Exercise goal
Arrange the lines from the one containing "of the aisle" through the last of the items below, inclusive, as a JSON list of strings with one string per line, leaving out blank lines.

Pointing and labeling entries
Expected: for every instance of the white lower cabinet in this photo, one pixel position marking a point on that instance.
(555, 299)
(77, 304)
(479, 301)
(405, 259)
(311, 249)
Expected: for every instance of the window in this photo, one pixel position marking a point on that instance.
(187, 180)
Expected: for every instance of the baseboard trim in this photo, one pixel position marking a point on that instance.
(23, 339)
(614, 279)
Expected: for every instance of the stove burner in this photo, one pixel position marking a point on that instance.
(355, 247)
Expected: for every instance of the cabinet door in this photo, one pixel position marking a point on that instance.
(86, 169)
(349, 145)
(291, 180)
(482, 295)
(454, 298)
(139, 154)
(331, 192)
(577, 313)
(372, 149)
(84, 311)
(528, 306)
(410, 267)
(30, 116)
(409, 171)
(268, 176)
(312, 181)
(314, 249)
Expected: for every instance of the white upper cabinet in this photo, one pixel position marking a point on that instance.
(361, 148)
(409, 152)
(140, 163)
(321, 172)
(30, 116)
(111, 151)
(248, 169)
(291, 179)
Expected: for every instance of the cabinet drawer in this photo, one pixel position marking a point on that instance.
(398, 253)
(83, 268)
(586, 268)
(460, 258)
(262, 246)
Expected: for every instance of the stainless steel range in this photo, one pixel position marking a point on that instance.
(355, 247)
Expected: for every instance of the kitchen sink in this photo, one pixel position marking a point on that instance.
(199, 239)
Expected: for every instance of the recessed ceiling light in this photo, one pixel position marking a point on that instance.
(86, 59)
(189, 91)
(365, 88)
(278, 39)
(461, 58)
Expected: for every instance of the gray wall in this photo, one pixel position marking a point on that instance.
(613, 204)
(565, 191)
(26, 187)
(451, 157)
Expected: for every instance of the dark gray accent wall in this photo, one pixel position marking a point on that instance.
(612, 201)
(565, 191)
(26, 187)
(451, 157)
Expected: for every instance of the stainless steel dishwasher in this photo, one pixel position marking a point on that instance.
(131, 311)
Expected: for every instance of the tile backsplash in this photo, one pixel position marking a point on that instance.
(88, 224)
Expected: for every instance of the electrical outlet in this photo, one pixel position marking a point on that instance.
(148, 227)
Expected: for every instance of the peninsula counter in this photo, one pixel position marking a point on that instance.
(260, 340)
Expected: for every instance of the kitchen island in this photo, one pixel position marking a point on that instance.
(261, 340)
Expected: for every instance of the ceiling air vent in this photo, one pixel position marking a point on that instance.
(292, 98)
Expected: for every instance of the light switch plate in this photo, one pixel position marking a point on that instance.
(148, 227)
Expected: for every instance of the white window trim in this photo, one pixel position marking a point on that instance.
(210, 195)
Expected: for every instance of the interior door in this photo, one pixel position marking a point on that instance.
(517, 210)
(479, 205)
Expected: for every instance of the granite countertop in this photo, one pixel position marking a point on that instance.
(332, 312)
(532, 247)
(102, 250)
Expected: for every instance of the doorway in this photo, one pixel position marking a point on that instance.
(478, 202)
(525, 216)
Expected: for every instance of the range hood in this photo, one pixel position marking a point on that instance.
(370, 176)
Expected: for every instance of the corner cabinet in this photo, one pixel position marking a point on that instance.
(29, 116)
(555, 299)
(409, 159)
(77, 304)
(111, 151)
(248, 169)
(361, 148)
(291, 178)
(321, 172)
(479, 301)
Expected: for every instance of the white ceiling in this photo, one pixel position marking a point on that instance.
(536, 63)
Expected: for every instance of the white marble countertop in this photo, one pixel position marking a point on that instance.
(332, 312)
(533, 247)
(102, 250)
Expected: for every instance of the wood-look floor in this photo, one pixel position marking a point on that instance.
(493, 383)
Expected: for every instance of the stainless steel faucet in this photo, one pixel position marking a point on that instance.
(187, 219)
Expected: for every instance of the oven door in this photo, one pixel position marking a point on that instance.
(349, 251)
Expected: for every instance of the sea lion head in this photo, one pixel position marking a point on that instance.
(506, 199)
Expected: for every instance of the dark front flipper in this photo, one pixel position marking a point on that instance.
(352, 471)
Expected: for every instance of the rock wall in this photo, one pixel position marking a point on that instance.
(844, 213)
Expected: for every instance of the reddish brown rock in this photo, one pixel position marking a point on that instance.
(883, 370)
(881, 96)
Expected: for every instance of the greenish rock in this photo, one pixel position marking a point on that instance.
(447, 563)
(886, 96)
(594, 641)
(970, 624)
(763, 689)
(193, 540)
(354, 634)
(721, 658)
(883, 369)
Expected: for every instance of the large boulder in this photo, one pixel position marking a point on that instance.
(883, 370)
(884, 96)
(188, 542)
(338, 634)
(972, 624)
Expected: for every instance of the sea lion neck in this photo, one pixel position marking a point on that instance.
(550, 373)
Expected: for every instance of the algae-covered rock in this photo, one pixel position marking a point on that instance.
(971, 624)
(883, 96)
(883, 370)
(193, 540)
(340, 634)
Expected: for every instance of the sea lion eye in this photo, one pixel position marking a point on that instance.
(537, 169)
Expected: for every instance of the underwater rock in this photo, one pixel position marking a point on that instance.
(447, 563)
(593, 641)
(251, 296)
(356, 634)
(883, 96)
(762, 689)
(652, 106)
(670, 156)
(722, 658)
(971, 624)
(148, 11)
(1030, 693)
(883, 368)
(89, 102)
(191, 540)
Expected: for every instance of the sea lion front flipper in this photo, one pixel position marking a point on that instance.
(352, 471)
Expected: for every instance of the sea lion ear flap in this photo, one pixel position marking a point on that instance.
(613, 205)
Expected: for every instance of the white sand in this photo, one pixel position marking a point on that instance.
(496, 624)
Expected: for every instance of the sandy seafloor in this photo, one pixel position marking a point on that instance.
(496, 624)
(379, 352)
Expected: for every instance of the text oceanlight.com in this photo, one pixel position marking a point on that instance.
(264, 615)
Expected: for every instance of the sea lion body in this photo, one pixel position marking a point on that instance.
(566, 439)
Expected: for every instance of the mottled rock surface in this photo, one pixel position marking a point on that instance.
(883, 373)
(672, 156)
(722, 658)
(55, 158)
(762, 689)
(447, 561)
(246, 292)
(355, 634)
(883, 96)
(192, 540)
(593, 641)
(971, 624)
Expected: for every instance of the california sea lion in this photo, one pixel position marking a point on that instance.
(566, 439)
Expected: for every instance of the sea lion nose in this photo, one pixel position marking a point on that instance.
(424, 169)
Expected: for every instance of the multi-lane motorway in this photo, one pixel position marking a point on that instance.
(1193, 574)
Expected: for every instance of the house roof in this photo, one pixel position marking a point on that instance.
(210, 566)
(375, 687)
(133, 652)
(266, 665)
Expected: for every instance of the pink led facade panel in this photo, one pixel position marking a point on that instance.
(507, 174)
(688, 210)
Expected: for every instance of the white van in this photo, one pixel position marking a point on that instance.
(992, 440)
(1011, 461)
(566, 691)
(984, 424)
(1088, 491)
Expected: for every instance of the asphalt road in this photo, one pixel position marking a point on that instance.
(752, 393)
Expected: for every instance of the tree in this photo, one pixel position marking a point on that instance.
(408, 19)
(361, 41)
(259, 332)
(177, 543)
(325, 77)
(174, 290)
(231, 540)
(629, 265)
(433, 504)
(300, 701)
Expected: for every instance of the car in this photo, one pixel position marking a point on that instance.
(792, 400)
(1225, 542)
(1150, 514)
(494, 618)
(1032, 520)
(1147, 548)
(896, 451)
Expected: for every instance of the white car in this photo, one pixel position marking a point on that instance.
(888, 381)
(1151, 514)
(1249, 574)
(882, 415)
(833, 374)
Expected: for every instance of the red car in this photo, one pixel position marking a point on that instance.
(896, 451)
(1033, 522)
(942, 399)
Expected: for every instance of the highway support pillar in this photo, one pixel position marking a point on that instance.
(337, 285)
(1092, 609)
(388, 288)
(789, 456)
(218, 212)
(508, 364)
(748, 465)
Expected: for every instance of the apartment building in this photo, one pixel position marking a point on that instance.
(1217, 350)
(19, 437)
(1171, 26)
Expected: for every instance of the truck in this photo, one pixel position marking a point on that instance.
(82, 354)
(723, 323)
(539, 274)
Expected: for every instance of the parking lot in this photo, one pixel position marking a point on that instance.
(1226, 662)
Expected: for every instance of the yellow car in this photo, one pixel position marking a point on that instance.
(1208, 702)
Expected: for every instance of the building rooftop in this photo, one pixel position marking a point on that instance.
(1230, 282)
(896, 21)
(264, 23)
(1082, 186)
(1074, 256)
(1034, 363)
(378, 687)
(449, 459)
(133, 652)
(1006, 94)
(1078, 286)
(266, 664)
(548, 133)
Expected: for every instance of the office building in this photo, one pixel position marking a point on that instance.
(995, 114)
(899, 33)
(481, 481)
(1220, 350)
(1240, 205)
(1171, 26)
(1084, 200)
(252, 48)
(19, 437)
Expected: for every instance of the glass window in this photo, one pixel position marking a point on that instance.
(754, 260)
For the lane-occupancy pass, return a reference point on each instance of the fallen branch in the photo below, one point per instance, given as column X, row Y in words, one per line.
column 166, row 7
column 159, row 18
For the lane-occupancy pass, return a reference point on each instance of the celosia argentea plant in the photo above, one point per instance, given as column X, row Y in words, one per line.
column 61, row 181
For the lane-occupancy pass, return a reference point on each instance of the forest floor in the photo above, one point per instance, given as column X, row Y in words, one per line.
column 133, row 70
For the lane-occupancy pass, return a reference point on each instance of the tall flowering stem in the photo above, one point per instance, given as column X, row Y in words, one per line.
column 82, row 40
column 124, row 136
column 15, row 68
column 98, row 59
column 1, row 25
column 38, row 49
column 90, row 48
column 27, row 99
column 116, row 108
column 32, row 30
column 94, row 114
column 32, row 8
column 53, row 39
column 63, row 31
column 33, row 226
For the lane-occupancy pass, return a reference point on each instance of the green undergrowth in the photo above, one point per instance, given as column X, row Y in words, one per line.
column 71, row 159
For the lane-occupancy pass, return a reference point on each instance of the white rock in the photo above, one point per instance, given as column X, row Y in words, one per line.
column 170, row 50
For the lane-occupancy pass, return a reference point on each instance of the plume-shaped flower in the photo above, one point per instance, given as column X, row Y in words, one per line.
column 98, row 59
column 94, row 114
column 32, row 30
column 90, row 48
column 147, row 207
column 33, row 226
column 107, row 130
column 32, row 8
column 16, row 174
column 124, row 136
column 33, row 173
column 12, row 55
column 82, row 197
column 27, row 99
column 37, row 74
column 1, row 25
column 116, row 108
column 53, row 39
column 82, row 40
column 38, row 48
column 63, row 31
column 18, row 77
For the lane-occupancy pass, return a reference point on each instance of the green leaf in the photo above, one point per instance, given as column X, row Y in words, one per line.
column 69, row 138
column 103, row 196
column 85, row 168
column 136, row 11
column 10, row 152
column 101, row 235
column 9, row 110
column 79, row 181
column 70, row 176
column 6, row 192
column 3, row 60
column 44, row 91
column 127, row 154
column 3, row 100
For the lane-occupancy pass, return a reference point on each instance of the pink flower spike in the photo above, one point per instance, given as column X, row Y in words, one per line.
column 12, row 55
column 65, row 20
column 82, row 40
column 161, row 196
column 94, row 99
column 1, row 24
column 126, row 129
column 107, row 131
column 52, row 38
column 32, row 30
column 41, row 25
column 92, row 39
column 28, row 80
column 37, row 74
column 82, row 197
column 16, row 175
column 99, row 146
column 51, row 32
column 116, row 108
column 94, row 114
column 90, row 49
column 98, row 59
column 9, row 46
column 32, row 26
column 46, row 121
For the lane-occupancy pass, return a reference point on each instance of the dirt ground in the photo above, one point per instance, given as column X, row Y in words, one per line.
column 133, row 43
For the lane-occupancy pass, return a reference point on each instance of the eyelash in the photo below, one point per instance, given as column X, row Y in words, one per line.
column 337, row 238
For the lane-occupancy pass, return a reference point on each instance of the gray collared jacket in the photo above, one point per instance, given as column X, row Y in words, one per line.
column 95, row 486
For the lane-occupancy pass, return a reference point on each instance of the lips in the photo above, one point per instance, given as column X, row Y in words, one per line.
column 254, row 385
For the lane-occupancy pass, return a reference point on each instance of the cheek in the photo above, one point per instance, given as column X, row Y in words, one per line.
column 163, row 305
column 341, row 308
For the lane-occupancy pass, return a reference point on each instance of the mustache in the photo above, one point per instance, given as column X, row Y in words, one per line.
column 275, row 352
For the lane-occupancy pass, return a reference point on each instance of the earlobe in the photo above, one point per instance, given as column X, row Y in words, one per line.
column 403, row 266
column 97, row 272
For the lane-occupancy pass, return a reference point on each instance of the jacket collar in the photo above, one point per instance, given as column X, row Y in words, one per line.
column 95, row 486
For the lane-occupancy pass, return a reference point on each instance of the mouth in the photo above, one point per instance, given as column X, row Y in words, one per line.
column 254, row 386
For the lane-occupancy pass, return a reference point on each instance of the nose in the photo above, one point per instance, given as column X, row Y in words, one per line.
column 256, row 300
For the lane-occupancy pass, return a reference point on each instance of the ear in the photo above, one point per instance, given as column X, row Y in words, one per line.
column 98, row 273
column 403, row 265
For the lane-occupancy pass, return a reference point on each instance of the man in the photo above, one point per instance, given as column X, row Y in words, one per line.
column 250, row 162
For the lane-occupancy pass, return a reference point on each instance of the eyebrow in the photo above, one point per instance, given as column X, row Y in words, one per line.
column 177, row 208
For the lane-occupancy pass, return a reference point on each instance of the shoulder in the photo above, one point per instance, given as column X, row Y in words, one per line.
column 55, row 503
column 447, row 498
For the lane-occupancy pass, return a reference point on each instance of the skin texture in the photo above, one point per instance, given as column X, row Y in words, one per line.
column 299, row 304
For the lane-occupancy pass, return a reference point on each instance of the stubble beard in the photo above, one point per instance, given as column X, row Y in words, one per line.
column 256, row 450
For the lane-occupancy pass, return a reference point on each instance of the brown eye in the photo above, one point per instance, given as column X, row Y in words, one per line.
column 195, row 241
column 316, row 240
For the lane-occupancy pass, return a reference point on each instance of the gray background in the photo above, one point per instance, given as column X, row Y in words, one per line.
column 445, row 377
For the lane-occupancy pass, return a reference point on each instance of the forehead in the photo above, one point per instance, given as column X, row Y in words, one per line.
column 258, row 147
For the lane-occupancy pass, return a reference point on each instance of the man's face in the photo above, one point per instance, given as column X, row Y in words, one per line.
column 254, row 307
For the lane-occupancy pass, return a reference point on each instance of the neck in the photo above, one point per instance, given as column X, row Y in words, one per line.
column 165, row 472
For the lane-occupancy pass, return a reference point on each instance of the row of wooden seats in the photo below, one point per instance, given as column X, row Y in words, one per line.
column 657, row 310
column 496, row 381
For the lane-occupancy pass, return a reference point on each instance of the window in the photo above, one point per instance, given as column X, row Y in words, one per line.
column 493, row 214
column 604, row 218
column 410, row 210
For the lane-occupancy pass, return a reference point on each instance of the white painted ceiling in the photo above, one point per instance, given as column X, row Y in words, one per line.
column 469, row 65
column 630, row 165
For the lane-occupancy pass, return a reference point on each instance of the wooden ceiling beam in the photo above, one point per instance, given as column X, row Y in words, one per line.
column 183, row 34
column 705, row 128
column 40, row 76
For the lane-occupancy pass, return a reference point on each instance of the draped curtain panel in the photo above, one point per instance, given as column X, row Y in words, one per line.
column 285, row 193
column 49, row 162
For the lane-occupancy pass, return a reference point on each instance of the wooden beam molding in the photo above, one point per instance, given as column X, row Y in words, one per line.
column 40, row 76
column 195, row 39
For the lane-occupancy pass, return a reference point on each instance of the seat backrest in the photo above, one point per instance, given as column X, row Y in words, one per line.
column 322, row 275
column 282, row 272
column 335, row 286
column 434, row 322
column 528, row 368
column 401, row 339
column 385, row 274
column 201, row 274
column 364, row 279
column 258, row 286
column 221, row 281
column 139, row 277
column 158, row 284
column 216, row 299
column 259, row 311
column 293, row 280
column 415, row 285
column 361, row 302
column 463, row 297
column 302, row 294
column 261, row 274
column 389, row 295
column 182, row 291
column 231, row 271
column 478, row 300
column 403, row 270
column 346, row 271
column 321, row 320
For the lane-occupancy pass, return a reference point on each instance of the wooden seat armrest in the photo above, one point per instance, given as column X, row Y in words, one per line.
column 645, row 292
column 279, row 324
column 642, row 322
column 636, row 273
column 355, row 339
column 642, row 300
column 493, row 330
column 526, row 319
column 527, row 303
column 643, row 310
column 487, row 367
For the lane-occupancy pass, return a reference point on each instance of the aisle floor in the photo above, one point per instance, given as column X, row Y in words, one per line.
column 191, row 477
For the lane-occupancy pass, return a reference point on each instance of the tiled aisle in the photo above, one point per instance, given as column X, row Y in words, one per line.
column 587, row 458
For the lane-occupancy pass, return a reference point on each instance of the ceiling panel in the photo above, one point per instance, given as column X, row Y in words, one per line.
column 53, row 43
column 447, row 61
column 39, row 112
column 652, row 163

Result of this task
[
  "For the lane-occupancy pass, return a reference point on each instance of the aisle floor in the photo above, one point per instance, given as column X, row Y in words, one per line.",
  "column 191, row 477",
  "For the lane-occupancy pass, return a reference point on each instance of the tiled aisle in the photo above, one point per instance, given as column X, row Y in words, one per line.",
  "column 587, row 458",
  "For the lane-occupancy pass, return a reference point on each instance of the ceiling panel in the photo above, one point per instance, given as column X, row Y in words, one per line.",
  "column 53, row 43",
  "column 447, row 61",
  "column 39, row 112",
  "column 652, row 163"
]